__OBJETIVO DE LA TAREA__.
¿Cómo sigue el texto sobre el poder de la resurrección? Escribe su continuación a partir de la última frase.

No. No falló nada. Es justo allí —en medio del cansancio y de las luchas cotidianas— donde debe revelarse la verdadera fuerza de la resurrección. Porque lo que celebramos no es solo un recuerdo: es una realidad viva. Como dice San Pablo, “si hemos sido injertados a Cristo por una muerte como la suya, también lo seremos por una resurrección como la suya” (cf. Rom 6,5).
En el bautismo fuimos unidos a Cristo. Y así como en nosotros operan el dolor, la angustia, la enfermedad, la cruz y los trabajos… también actúa su vida. Su vida resucitada. Su Espíritu vivificante. Su fuerza que no desaparece después de Pascua, sino que permanece y nos transforma.
Cuando el cuerpo está débil, el Espíritu actúa
Vivimos tiempos en los que el cansancio, la ansiedad, la incertidumbre y la sequedad espiritual son compañeros habituales. A veces nos sentimos atrapados en cuerpos frágiles, agotados, llenos de dudas.
¿Dónde hallar fuerza? ¿Cómo continuar cuando no sentimos nada?
La respuesta está en el poder de la resurrección. No como un símbolo o recuerdo litúrgico, sino como una fuerza viva que opera en nosotros por el Espíritu Santo.
San Pablo lo afirma con claridad:
“Si el Espíritu de aquel que resucitó a Jesús de entre los muertos habita en vosotros, el mismo que resucitó a Cristo vivificará también vuestros cuerpos mortales por su Espíritu que habita en vosotros” (Romanos 8,11).

__DATOS DE ORIGEN__.
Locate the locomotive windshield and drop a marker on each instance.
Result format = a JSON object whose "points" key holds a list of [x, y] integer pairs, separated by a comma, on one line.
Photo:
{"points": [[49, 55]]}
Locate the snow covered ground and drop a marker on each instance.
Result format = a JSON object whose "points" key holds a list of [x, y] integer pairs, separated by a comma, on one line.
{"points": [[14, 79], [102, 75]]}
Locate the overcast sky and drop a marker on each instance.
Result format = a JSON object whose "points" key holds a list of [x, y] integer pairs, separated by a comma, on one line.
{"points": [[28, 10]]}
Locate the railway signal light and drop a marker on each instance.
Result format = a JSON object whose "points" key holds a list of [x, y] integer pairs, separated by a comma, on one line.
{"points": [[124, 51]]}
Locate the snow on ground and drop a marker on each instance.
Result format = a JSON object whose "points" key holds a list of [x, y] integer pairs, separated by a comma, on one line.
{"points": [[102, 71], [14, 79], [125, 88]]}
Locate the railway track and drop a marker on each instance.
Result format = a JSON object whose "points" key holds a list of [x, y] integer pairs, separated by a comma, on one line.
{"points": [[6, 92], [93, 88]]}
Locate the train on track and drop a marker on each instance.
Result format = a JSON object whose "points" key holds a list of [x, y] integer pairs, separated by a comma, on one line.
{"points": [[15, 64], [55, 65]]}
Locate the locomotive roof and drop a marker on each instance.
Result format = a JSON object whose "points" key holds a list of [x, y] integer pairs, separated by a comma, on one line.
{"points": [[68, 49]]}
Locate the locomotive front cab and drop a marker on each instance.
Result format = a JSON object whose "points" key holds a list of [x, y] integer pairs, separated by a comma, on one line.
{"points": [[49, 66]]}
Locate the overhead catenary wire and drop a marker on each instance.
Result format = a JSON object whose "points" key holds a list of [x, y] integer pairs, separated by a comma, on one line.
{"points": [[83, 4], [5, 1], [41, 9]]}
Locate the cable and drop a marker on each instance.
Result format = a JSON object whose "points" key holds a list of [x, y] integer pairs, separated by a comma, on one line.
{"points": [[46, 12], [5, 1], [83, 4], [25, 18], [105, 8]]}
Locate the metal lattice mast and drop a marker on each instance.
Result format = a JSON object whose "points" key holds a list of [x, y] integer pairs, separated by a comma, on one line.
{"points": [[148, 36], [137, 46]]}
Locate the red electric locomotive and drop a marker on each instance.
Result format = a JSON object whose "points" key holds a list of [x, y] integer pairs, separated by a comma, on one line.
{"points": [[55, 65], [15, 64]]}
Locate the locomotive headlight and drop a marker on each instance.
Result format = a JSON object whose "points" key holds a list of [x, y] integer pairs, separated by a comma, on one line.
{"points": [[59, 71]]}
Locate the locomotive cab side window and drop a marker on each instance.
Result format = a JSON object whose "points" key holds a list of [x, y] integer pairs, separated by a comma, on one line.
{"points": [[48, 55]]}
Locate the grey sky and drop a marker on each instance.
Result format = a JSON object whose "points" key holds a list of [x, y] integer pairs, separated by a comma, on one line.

---

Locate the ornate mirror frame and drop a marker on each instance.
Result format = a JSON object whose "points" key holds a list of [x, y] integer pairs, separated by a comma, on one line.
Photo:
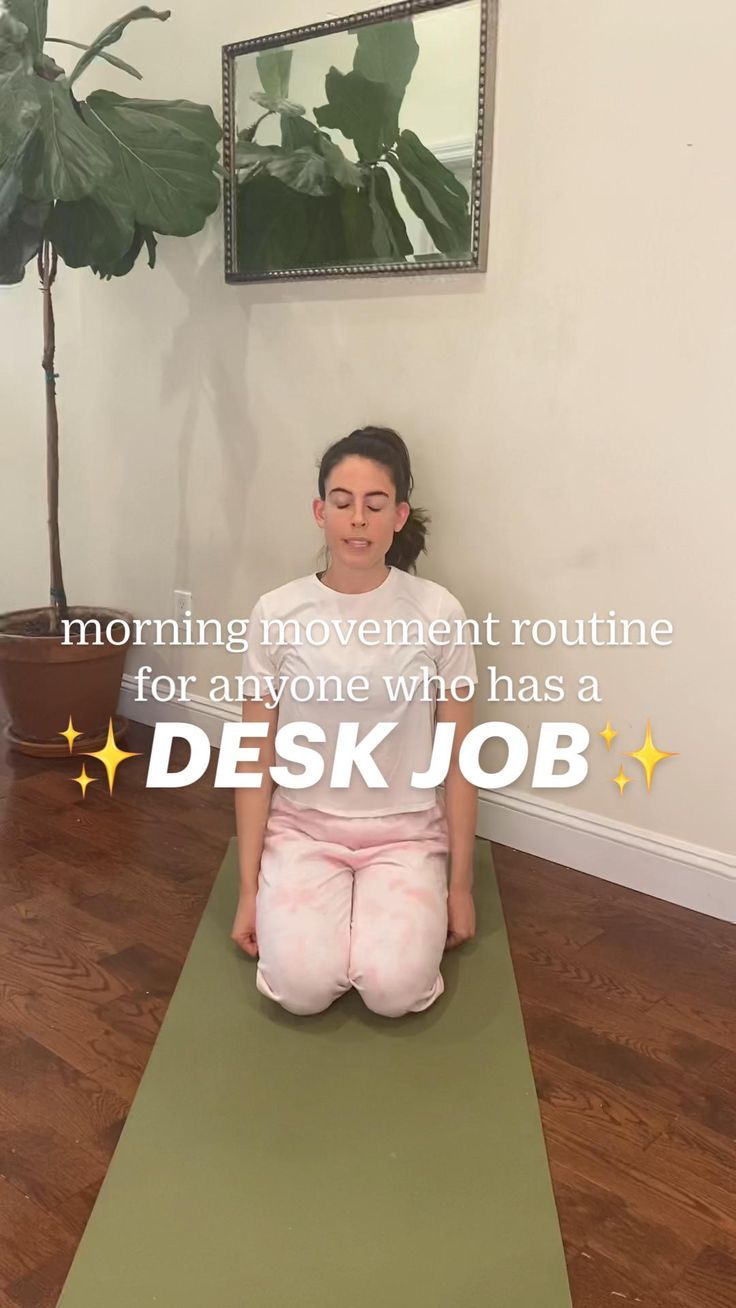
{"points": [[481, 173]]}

...

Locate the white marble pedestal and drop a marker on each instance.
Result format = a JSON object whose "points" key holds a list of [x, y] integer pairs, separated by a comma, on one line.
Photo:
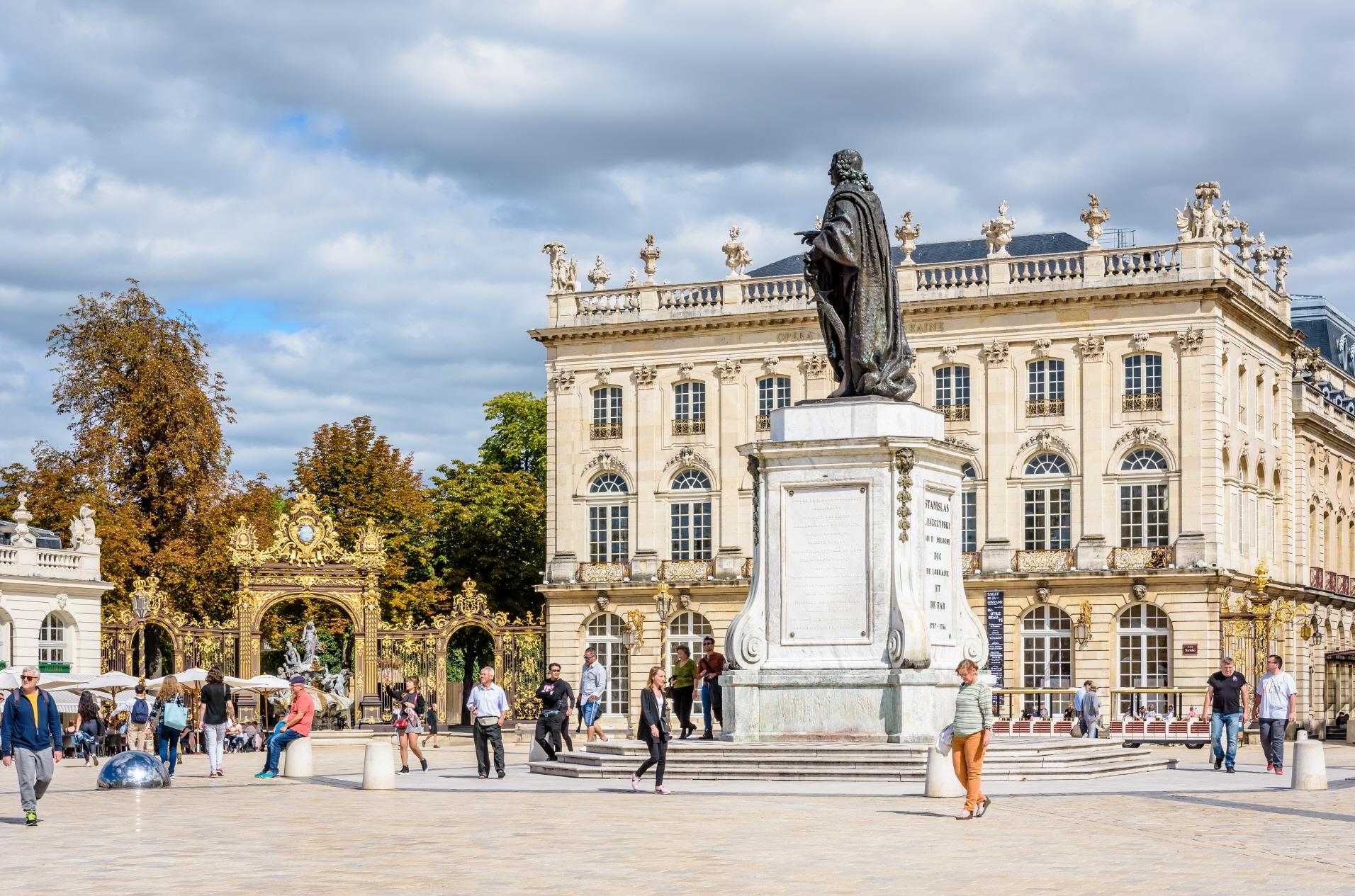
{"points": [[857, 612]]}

__ESPACIO DE RESPUESTA__.
¡Qué promesa tan grande! Ese Espíritu habita en nosotros. No sólo en nuestra alma: también en nuestros cuerpos mortales, esos que hoy están cansados, enfermos, sujetos a achaques, confusiones, y limitaciones.
Él los vivificará. Con la misma fuerza que levantó a Jesús del sepulcro.
La fe que opera en la carne
San Pablo entendió algo esencial: no se vive el cristianismo desde la comodidad, sino desde una unión vital con Cristo que sostiene incluso cuando todo parece oscuro.
“Lo que ahora vivo en la carne, lo vivo en la fe del Hijo de Dios, que me amó y se entregó por mí” (Gálatas 2,20).
La carne no impide la fe. El dolor no elimina la presencia de Dios. Al contrario: es en la debilidad donde se manifiesta su poder (cf. 2 Cor 12,9).
Una fuerza que opera en nosotros ahora
En la carta a los Efesios, Pablo ora para que podamos comprender lo que tenemos:
“Que sepáis cuál es la supereminente grandeza de su poder para con nosotros los que creemos, según la eficacia de la fuerza de su poder, la cual operó en Cristo, resucitándole de los muertos…” (Efesios 1,19-20).
Es el mismo poder. La misma fuerza. La misma energía que levantó a Jesús de la tumba está obrando ahora mismo en tu interior, si has creído y has sido injertado en Él por el bautismo.
Esto no es teoría. Es una realidad espiritual concreta, aunque no siempre emocionalmente perceptible. Por eso, la fe es clave. No vivimos por lo que sentimos, sino por lo que creemos.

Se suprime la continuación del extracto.